E-Commerce Behavior Data

Note

This page is part of the Dataset Import section, which includes examples of loading popular datasets into YDB. Before starting, please review the general information on requirements and the import process.

User behavior data from a multi-category online store.

Source: Kaggle - E-commerce behavior data

Size: 9 GB

Loading Example

  1. Download and unzip the 2019-Nov.csv file from Kaggle.

  2. The dataset includes completely identical rows. Since YDB requires unique primary key values, add a new column named row_id to the file, where the key value will be equal to the row number in the original file. This prevents the removal of duplicate data. This operation can be carried out using the awk command:

    awk 'NR==1 {print "row_id," \$0; next} {print NR-1 "," \$0}' 2019-Nov.csv > temp.csv && mv temp.csv 2019-Nov.csv
    
  3. Create a table in YDB using one of the following methods:

    For more information on Embedded UI.

    CREATE TABLE `ecommerce_table` (
        `row_id` Uint64 NOT NULL,
        `event_time` Text NOT NULL,
        `event_type` Text NOT NULL,
        `product_id` Uint64 NOT NULL,
        `category_id` Uint64,
        `category_code` Text,
        `brand` Text,
        `price` Double NOT NULL,
        `user_id` Uint64 NOT NULL,
        `user_session` Text NOT NULL,
        PRIMARY KEY (`row_id`)
    )
    WITH (
        STORE = COLUMN,
        UNIFORM_PARTITIONS = 50
    );
    
    ydb sql -s \
    'CREATE TABLE `ecommerce_table` (
        `row_id` Uint64 NOT NULL,
        `event_time` Text NOT NULL,
        `event_type` Text NOT NULL,
        `product_id` Uint64 NOT NULL,
        `category_id` Uint64,
        `category_code` Text,
        `brand` Text,
        `price` Double NOT NULL,
        `user_id` Uint64 NOT NULL,
        `user_session` Text NOT NULL,
        PRIMARY KEY (`row_id`)
    )
    WITH (
        STORE = COLUMN,
        UNIFORM_PARTITIONS = 50
    );'
    
  4. Execute the import command:

    ydb import file csv --header --null-value "" --path ecommerce_table 2019-Nov.csv
    

Analytical Query Example

Identify the most popular product categories on November 1, 2019:

SELECT
    category_code,
    COUNT(*) AS view_count
FROM ecommerce_table
WHERE
    SUBSTRING(CAST(event_time AS String), 0, 10) = '2019-11-01'
    AND event_type = 'view'
GROUP BY category_code
ORDER BY view_count DESC
LIMIT 10;
ydb sql -s \
'SELECT
    category_code,
    COUNT(*) AS view_count
FROM ecommerce_table
WHERE
    SUBSTRING(CAST(event_time AS String), 0, 10) = "2019-11-01"
    AND event_type = "view"
GROUP BY category_code
ORDER BY view_count DESC
LIMIT 10;'

Result:

┌────────────────────────────────────┬────────────┐
│ category_code                      │ view_count │
├────────────────────────────────────┼────────────┤
│ null                               │ 453024     │
├────────────────────────────────────┼────────────┤
│ "electronics.smartphone"           │ 360650     │
├────────────────────────────────────┼────────────┤
│ "electronics.clocks"               │ 43581      │
├────────────────────────────────────┼────────────┤
│ "computers.notebook"               │ 40878      │
├────────────────────────────────────┼────────────┤
│ "electronics.video.tv"             │ 40383      │
├────────────────────────────────────┼────────────┤
│ "electronics.audio.headphone"      │ 37489      │
├────────────────────────────────────┼────────────┤
│ "apparel.shoes"                    │ 31013      │
├────────────────────────────────────┼────────────┤
│ "appliances.kitchen.washer"        │ 28028      │
├────────────────────────────────────┼────────────┤
│ "appliances.kitchen.refrigerators" │ 27808      │
├────────────────────────────────────┼────────────┤
│ "appliances.environment.vacuum"    │ 26477      │
└────────────────────────────────────┴────────────┘

§ What you will do
Reproduce word for word the stretch of the e-commerce dataset page above from "This page is" through "multi-category online store.".

§ Recorded information
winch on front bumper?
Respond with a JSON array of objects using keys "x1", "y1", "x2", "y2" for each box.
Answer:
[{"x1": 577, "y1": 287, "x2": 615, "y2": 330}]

§ Output below
This page is part of the Dataset Import section, which includes examples of loading popular datasets into YDB. Before starting, please review the general information on requirements and the import process.

User behavior data from a multi-category online store.